**Exercise task**
Find every row that contains the word "distant" and copy each of those rows. Case matters.

**Material provided**
┄┄┄┄┄┄
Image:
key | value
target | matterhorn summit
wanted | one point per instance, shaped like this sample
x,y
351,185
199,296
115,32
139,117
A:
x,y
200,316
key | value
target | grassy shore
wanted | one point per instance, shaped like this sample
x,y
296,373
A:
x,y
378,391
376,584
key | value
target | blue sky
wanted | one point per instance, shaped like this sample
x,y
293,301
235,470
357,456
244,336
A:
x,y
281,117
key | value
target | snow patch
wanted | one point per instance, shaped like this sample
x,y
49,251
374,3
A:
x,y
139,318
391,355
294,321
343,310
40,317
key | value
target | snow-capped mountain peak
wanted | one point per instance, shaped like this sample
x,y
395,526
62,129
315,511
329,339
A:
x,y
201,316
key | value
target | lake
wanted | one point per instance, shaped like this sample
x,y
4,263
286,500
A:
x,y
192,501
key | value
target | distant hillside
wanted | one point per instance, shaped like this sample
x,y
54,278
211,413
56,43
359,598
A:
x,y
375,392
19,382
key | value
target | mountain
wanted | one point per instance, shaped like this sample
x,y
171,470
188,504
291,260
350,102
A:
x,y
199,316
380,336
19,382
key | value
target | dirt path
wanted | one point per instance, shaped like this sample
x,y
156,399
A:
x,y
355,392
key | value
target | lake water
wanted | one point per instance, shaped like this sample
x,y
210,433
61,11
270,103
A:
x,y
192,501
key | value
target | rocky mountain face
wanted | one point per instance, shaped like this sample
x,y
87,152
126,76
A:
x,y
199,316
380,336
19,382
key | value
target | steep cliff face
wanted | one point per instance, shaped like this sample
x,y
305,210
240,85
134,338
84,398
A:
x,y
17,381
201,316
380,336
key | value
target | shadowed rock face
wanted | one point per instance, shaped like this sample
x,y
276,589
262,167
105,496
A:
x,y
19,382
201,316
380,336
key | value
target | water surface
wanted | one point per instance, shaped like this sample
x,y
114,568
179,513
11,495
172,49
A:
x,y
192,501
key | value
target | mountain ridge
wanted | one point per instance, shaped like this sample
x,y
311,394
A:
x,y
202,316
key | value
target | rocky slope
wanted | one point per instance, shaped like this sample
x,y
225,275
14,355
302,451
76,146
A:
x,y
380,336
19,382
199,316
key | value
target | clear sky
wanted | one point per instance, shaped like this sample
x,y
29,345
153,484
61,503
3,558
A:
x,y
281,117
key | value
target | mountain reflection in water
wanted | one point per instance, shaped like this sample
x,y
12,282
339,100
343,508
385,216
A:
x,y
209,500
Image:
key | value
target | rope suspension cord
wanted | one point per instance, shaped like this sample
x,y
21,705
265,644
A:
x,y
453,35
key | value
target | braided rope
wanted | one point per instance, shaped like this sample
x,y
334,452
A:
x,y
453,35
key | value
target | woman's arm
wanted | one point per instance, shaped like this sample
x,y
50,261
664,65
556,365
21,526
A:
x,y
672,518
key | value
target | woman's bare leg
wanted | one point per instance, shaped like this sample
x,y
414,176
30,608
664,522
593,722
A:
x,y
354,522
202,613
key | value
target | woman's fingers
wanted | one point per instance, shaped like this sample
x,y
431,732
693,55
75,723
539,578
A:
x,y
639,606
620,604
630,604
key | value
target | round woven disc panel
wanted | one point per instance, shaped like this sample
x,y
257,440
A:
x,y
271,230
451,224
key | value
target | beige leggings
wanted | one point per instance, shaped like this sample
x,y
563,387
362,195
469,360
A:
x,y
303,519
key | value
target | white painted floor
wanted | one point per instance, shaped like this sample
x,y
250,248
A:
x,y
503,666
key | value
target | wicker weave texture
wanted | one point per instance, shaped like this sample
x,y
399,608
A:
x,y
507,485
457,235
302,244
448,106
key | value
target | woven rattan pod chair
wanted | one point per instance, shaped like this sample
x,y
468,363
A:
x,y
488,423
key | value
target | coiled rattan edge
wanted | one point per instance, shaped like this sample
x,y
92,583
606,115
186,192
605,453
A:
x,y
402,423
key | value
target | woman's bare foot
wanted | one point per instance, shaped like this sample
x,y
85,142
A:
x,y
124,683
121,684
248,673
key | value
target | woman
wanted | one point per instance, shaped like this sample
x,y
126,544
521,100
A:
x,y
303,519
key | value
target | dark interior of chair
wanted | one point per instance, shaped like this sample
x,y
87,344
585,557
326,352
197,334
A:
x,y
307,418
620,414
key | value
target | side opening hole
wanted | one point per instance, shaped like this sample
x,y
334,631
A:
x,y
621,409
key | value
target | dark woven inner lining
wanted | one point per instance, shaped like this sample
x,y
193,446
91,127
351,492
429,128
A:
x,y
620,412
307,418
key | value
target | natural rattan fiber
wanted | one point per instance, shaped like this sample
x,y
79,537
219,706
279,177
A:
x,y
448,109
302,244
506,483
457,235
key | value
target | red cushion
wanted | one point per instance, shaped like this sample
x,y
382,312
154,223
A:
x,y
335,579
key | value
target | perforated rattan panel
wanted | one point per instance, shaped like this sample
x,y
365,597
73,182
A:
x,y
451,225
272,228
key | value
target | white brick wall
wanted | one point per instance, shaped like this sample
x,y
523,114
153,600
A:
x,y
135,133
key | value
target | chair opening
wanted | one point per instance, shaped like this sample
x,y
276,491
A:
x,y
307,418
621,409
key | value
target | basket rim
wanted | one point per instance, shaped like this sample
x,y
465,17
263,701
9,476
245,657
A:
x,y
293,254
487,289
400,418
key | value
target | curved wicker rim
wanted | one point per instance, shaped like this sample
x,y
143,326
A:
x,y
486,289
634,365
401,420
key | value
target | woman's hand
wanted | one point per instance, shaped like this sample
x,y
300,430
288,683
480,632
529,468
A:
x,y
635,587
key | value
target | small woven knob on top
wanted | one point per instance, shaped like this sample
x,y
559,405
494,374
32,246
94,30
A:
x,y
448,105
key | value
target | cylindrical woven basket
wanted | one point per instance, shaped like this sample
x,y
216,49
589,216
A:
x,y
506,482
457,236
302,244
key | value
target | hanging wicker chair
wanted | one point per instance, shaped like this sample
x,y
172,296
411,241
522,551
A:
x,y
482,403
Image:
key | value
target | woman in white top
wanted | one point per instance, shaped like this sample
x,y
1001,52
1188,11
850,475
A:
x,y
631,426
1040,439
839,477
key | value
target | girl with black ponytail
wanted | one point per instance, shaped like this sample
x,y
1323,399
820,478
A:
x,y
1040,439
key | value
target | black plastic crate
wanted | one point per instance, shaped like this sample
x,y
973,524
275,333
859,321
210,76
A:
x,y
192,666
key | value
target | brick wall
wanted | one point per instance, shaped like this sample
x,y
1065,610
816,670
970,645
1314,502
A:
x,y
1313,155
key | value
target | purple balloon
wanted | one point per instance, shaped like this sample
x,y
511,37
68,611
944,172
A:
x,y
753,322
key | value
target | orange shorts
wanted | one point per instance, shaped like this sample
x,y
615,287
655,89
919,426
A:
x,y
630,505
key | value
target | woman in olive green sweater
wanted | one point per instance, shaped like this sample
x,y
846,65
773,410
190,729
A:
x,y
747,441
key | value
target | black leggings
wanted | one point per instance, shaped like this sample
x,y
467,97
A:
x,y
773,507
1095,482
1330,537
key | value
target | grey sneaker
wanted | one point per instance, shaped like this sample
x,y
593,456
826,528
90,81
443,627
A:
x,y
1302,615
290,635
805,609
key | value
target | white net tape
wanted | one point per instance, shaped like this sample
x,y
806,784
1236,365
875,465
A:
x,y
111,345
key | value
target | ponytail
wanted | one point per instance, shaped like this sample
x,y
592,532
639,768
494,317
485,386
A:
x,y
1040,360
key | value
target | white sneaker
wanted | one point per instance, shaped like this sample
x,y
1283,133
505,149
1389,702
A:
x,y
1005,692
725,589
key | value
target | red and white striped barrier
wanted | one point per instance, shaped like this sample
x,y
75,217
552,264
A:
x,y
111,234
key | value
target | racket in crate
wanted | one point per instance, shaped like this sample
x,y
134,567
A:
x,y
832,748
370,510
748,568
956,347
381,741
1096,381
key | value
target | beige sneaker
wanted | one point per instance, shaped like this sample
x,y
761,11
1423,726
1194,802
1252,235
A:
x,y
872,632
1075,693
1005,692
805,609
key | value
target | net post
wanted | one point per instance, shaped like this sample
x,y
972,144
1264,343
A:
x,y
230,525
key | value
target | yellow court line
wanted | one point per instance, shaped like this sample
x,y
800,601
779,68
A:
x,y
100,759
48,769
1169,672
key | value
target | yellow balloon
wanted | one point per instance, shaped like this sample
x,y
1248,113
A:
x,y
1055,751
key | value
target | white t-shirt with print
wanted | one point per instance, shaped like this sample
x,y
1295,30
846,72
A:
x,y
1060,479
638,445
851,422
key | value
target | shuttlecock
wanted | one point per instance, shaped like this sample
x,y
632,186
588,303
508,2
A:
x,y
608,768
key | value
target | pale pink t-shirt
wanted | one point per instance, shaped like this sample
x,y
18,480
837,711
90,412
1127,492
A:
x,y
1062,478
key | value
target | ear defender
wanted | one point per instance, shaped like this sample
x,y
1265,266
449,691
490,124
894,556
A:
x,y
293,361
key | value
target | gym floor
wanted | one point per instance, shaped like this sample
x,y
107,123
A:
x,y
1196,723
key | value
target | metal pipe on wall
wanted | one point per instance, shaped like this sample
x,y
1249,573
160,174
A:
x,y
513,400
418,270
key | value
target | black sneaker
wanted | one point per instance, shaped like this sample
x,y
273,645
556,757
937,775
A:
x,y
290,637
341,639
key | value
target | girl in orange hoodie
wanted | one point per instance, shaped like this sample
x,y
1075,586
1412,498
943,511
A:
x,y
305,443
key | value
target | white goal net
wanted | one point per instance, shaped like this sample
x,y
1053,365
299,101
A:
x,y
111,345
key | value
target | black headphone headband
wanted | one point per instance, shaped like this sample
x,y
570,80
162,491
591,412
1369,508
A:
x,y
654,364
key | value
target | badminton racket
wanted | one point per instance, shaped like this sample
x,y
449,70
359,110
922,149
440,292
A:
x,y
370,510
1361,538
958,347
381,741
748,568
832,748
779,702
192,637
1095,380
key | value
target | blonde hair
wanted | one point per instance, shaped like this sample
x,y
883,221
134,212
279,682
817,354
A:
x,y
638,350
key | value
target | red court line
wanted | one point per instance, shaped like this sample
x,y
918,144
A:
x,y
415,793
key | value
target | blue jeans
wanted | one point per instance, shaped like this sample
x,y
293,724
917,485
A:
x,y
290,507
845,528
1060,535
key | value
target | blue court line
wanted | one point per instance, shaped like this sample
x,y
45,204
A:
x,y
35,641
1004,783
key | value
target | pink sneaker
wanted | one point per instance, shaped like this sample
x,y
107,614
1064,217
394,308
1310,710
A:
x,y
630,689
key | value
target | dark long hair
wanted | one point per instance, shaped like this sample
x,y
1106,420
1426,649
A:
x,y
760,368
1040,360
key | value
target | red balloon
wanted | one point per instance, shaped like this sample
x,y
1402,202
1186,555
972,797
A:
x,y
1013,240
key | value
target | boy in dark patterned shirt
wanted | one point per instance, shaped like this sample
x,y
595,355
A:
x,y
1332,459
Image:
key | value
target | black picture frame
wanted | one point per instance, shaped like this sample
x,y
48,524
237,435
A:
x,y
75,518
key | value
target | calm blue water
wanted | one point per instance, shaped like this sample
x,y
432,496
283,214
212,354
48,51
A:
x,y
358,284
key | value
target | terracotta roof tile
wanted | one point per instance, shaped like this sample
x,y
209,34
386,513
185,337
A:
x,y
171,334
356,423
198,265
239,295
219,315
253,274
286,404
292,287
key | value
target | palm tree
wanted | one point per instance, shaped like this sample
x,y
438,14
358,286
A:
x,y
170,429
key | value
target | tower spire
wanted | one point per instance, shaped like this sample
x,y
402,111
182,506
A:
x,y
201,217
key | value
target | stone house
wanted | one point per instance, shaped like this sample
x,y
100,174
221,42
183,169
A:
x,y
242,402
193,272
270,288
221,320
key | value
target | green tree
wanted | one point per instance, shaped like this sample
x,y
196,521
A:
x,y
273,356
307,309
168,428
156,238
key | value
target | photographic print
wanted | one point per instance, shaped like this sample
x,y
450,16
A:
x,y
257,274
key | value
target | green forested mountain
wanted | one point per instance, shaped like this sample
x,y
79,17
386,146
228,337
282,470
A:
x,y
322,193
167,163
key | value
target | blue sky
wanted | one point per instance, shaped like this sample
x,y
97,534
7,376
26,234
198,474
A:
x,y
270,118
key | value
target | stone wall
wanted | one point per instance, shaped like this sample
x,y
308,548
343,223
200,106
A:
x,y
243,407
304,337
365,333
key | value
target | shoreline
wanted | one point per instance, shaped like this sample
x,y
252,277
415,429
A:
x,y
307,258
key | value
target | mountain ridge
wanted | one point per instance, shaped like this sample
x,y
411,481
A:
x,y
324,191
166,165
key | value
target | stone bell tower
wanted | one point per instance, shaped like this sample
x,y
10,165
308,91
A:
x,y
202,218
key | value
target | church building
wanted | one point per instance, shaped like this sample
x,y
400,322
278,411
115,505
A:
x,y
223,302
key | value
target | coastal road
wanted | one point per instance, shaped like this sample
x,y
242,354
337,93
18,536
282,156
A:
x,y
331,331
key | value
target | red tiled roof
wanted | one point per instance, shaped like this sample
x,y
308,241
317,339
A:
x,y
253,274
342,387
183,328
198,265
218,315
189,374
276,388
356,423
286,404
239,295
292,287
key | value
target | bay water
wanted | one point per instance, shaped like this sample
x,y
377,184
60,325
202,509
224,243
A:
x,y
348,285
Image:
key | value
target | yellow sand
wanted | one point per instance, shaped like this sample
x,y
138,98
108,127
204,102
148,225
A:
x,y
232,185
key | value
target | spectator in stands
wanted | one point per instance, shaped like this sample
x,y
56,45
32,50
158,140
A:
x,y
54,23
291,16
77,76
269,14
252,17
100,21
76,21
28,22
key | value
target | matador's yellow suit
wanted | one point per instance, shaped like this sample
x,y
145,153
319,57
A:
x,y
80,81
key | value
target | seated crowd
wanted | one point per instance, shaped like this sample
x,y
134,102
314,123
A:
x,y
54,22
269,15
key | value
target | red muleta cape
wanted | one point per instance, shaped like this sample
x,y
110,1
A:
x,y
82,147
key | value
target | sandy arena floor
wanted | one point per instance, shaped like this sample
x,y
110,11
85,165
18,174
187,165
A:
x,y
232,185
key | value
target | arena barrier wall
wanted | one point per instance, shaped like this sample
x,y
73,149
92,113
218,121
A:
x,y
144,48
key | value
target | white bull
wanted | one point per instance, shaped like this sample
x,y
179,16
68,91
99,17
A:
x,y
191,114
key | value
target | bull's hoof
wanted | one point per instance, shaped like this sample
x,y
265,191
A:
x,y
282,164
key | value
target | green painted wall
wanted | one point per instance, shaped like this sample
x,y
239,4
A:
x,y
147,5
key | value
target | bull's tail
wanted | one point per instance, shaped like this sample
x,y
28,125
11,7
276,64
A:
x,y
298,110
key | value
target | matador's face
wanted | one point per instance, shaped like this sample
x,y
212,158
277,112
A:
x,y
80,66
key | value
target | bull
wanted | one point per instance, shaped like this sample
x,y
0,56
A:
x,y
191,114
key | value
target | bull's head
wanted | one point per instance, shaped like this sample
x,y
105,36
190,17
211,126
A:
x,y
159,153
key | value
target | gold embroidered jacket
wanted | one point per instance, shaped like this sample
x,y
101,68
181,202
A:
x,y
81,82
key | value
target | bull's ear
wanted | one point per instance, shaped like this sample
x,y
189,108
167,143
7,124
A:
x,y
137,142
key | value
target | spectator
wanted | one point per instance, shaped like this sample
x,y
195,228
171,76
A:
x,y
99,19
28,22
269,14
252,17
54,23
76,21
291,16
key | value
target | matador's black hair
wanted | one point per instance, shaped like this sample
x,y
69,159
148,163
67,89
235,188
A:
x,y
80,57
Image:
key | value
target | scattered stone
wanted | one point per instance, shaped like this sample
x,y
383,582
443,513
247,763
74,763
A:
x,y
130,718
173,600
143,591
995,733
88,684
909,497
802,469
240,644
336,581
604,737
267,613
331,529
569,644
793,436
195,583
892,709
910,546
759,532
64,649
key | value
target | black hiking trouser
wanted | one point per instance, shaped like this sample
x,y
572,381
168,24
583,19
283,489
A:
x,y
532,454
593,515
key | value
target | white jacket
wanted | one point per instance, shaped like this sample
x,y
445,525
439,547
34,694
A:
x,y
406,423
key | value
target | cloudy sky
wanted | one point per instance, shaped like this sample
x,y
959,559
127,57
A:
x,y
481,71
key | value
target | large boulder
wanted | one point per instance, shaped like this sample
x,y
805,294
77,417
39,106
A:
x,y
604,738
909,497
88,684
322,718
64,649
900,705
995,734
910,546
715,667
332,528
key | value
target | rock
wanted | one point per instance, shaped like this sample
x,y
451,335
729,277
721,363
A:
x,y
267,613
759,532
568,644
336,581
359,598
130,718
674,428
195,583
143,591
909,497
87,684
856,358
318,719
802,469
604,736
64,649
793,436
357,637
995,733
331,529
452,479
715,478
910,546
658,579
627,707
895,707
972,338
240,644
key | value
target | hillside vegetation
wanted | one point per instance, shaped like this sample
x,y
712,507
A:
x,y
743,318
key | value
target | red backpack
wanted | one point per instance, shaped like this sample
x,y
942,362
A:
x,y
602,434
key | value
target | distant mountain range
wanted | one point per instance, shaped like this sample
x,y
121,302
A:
┄┄┄┄┄┄
**Answer to the task**
target | distant hillside
target | distant mountain range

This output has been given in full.